Passage for review:

┌────────

In important embodiments of this invention, exemplified by crushing or breaking apparatus, the members may be pivotally interconnected whereby the tool-carrying member can be pivotally advanced relative to the reference member. For example, breaking apparatus may comprise a pivotally mounted breaking jaw member and a materials support opposed thereto and spaced therefrom, whereby materials can be engaged by the jaw member upon the support, and broken thereon; and percussion means may be associated with the jaw member whereby to augment the breaking forces exerted by the pivoted jaw on the said materials. The percussion or hammer principle is thus applied to a breaking jaw mechanism to enhance and supplement the crushing action of the jaw and increase its efficiency.

The breaking apparatus is an example of apparatus for performing work by advancing a tool against resistance. The breaking jaw member is an example of a tool-carrying member, being a pivoted jaw with a hardened tip for exerting breaking pressure on concrete or the like. The working tip, as the tool, is solid with the rest of the jaw member, which carries the tool. The support member opposed to the tool forms a reference by which the advance of the tool can be measured. An actuator applies and maintains a persistent force, urging the tool-carrying member to advance towards the reference defined by the support, against the resistance of the workpiece to be broken thereon.

The actuator for advancing the tool-carrying member can be a fluid powered actuator, which is usually a hydraulic ram, but may be air powered. Especially when a substantially incompressible hydraulic fluid (ie a liquid) is used, the existing drive pressure in the fluid supply circuit, supported if desired by check valves, can have the effect of preventing backward impulses due to the reciprocating mass from retracting the actuator, while the forward impulses that advance the tool-carrying member allow more fluid to be admitted to the actuator. In this way, the actuator acts like a fluid ratchet.

The percussion means is positively mounted on the breaking jaw member. This implies a rigid or solid connection, including such rubber or other cushioned bushes or sleeves or the like as may be necessary to avoid destructive damage to the mountings, ands allows for optionally removal for maintenance or replacement. Any suitable percussion means may be employed, whether driven by fluid pressure (as is preferred), by mechanical means, by electromagnetic drive means, by the use of centrifugal or rotary impact mechanisms, with a self contained internal combustion engine, or in any other appropriate way. It will be understood that such means generally comprise a housing, an inertial mass movable along a reciprocating path inside the housing, and means for reciprocating the mass in the housing. Preferably the mass strikes a substantially fixed anvil at the impulse end of its stroke.

The percussion means may be treated as an auxiliary feature of the apparatus, only to be used when the force provided by the actuator alone is inadequate to advance the tool at a satisfactory rate. The apparatus is optionally provided with means responsive to ram fluid pressure (such as a pressure detector or a diverter valve) for initiating the reciprocation of the mass in the percussion means, to generate an automatic or semi-automatic call on the percussion means when resistance to the advance of the ram- is high.

└────────

Dataset entries:
┌────────

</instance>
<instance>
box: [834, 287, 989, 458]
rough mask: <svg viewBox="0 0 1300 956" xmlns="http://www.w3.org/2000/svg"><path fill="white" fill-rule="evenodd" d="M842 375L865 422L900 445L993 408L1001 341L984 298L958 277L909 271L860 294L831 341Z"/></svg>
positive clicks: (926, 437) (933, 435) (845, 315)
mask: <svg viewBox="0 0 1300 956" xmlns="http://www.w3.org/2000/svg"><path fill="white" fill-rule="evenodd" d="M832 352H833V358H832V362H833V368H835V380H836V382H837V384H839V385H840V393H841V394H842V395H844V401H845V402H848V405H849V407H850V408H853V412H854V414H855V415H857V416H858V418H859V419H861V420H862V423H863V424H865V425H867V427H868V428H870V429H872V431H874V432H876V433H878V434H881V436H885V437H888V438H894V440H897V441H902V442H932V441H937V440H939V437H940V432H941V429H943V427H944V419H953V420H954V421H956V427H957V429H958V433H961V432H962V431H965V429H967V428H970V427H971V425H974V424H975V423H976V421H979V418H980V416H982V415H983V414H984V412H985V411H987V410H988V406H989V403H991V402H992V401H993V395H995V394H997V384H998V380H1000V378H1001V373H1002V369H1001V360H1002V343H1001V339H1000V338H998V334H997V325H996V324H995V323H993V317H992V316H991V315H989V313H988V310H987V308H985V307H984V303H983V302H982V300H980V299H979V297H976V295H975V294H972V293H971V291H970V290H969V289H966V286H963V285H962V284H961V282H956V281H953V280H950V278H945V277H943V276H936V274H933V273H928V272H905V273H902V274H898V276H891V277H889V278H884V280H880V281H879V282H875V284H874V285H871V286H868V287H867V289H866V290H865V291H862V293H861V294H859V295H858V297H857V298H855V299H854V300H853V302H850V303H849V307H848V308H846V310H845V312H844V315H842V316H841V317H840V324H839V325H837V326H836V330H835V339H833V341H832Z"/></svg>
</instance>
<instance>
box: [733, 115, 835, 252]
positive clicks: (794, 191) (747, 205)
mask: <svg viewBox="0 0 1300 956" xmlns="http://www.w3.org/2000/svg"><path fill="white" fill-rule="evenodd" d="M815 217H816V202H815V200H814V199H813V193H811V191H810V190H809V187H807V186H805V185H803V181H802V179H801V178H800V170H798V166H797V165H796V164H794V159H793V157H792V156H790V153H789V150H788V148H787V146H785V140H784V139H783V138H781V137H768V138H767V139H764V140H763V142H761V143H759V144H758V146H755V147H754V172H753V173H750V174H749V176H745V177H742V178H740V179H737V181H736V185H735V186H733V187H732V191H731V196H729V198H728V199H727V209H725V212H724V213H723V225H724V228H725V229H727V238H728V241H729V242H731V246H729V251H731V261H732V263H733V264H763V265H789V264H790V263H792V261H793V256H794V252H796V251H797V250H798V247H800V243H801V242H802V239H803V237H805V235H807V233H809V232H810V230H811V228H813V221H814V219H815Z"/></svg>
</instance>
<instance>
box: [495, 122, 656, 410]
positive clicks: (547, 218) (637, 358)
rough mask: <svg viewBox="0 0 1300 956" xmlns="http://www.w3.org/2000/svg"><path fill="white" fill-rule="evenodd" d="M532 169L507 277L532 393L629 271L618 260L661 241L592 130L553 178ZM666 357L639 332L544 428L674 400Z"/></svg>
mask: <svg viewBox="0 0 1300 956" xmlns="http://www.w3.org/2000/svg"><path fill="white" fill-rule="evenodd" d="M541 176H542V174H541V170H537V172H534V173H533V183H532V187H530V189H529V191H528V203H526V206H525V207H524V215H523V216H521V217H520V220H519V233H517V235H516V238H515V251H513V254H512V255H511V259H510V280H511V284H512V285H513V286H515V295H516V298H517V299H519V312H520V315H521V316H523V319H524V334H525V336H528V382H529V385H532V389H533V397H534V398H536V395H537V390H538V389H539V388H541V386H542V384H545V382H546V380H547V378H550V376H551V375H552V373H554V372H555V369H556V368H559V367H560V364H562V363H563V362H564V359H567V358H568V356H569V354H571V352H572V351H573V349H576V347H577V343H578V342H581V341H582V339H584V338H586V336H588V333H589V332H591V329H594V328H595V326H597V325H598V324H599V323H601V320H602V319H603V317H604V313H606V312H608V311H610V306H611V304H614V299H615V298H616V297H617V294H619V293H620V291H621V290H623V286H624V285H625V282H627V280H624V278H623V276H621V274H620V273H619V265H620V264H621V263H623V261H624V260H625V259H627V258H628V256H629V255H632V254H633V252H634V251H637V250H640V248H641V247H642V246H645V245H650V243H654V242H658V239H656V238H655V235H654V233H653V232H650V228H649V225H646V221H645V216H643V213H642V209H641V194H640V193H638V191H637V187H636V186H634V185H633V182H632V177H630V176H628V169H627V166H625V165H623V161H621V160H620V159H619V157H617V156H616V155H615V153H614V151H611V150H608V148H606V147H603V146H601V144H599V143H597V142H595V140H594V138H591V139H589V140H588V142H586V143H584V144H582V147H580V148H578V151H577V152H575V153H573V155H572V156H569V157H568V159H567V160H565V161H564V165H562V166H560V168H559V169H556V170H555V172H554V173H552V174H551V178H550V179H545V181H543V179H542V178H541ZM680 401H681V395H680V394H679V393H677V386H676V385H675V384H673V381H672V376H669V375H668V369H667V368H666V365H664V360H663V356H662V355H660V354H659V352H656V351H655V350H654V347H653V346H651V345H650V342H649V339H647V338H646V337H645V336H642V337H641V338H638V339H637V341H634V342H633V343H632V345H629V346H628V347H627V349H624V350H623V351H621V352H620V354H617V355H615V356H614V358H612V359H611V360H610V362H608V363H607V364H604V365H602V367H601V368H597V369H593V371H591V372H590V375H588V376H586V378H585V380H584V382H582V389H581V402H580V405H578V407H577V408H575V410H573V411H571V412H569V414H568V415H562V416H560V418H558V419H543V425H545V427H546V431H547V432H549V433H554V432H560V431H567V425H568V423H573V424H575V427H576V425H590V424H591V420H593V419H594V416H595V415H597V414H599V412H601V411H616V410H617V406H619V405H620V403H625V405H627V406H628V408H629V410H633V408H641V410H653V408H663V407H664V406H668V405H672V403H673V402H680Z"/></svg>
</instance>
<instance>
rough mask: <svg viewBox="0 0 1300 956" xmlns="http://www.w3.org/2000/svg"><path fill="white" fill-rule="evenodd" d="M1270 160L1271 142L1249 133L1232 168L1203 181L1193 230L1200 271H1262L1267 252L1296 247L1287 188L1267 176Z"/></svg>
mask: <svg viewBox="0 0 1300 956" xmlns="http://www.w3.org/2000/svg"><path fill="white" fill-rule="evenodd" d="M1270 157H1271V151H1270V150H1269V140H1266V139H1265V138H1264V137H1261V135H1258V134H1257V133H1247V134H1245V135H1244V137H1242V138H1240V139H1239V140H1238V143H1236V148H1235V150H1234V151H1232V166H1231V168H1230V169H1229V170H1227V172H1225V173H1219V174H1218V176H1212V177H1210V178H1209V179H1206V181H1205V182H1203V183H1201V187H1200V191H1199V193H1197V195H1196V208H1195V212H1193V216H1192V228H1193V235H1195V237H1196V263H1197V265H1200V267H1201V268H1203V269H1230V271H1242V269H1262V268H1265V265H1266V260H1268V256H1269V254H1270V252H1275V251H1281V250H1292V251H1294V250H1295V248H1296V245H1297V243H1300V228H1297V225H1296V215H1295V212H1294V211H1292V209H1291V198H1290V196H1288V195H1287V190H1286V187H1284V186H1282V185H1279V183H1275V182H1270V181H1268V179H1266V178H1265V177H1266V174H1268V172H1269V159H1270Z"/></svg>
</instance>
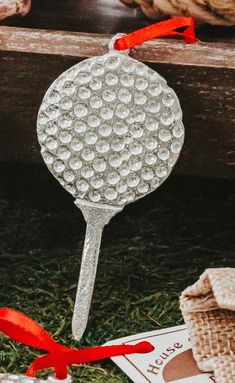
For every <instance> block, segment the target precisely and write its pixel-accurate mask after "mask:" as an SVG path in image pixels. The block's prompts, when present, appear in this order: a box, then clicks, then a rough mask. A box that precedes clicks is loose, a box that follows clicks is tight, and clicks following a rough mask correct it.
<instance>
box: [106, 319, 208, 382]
mask: <svg viewBox="0 0 235 383" xmlns="http://www.w3.org/2000/svg"><path fill="white" fill-rule="evenodd" d="M142 341H148V342H150V343H151V344H152V345H153V346H154V347H155V349H154V351H152V352H150V353H148V354H133V355H124V356H118V357H115V358H112V360H113V361H114V362H115V363H116V364H117V365H118V366H119V367H120V368H121V370H122V371H123V372H125V374H126V375H127V376H129V378H130V379H131V380H132V381H133V382H134V383H168V382H172V383H214V382H215V378H214V376H213V375H212V374H209V373H203V372H202V371H200V370H199V369H198V367H197V364H196V362H195V360H194V358H193V354H192V345H191V343H190V340H189V335H188V332H187V330H186V327H185V326H177V327H171V328H167V329H164V330H158V331H151V332H145V333H142V334H137V335H133V336H129V337H126V338H121V339H118V340H114V341H112V342H108V343H107V344H108V345H111V344H136V343H139V342H142Z"/></svg>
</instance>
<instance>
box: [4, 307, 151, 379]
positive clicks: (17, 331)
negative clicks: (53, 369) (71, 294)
mask: <svg viewBox="0 0 235 383" xmlns="http://www.w3.org/2000/svg"><path fill="white" fill-rule="evenodd" d="M0 332H3V333H4V334H6V335H8V336H9V337H11V338H12V339H14V340H16V341H17V342H20V343H23V344H26V345H27V346H32V347H36V348H39V349H42V350H45V351H48V354H45V355H42V356H39V357H38V358H36V359H35V360H34V362H33V363H32V364H31V366H30V367H29V369H28V371H27V373H26V375H28V376H32V377H33V376H35V372H36V371H38V370H42V369H47V368H54V369H55V376H56V378H57V379H61V380H63V379H66V377H67V370H68V366H69V365H71V364H79V363H87V362H91V361H96V360H101V359H105V358H110V357H114V356H119V355H125V354H134V353H140V354H142V353H148V352H151V351H153V350H154V347H153V346H152V345H151V344H150V343H148V342H140V343H138V344H136V345H118V346H101V347H91V348H85V349H81V350H78V349H73V348H69V347H65V346H63V345H61V344H58V343H57V342H56V341H55V340H54V339H53V338H52V337H51V336H50V335H49V334H48V333H47V332H46V331H45V330H44V329H43V328H42V327H41V326H39V324H38V323H37V322H35V321H34V320H33V319H31V318H29V317H28V316H26V315H24V314H22V313H20V312H18V311H15V310H12V309H9V308H1V309H0Z"/></svg>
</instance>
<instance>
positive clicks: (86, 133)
mask: <svg viewBox="0 0 235 383" xmlns="http://www.w3.org/2000/svg"><path fill="white" fill-rule="evenodd" d="M97 140H98V136H97V135H96V134H95V133H93V132H88V133H86V135H85V142H86V143H87V144H88V145H94V144H95V143H96V141H97Z"/></svg>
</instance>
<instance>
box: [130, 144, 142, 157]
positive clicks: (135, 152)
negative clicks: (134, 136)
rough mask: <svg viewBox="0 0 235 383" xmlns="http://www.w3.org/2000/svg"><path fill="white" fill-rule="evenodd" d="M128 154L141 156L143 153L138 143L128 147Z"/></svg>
mask: <svg viewBox="0 0 235 383" xmlns="http://www.w3.org/2000/svg"><path fill="white" fill-rule="evenodd" d="M129 150H130V153H131V154H134V155H138V154H141V153H142V151H143V146H142V145H141V143H139V142H132V143H131V144H130V147H129Z"/></svg>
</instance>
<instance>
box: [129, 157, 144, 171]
mask: <svg viewBox="0 0 235 383" xmlns="http://www.w3.org/2000/svg"><path fill="white" fill-rule="evenodd" d="M128 164H129V167H130V169H131V170H132V171H138V170H140V169H141V167H142V161H141V159H140V158H139V157H135V156H132V157H131V158H130V159H129V161H128Z"/></svg>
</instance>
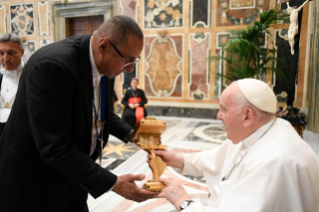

└────────

Work request 1:
Please transcribe the part of the breaking-jaw passage that opens with the words containing "The percussion means is" and closes with "of its stroke.".
Work request 2:
Go on with the breaking-jaw passage from the point where it stops.
You can set the records aside; none of them are needed here.

Task answer 1:
The percussion means is positively mounted on the breaking jaw member. This implies a rigid or solid connection, including such rubber or other cushioned bushes or sleeves or the like as may be necessary to avoid destructive damage to the mountings, ands allows for optionally removal for maintenance or replacement. Any suitable percussion means may be employed, whether driven by fluid pressure (as is preferred), by mechanical means, by electromagnetic drive means, by the use of centrifugal or rotary impact mechanisms, with a self contained internal combustion engine, or in any other appropriate way. It will be understood that such means generally comprise a housing, an inertial mass movable along a reciprocating path inside the housing, and means for reciprocating the mass in the housing. Preferably the mass strikes a substantially fixed anvil at the impulse end of its stroke.

Task answer 2:
When ram progress is slow, so that the fluid demanded by the actuator is minimised, fluid power can usefully be diverted to the percussion means. Fluid remains available to advance the tool-carrying member as the resistive force is overcome.

The percussion device is suitably a modified hydraulic hammer. In these known devices, there is usually a cylinder with a piston of appreciable mass guided therein between a working end, at which the impulses are delivered to an axially floating chisel end or directly to material to be worked, and a return end. The return end of the cylinder is chargeable with a driving medium, such as compressed gas. The piston is provided with lands along its length by means of which hydraulic fluid admitted into the cylinder after the impulse stroke, at an appropriate position between seals, can return the piston to its starting position. Suitable valving arrangements ensure that on the impulse stroke, this hydraulic fluid is discharged with little or no resistance. The gas is recompressed in an accumulator between strokes by hydraulic means.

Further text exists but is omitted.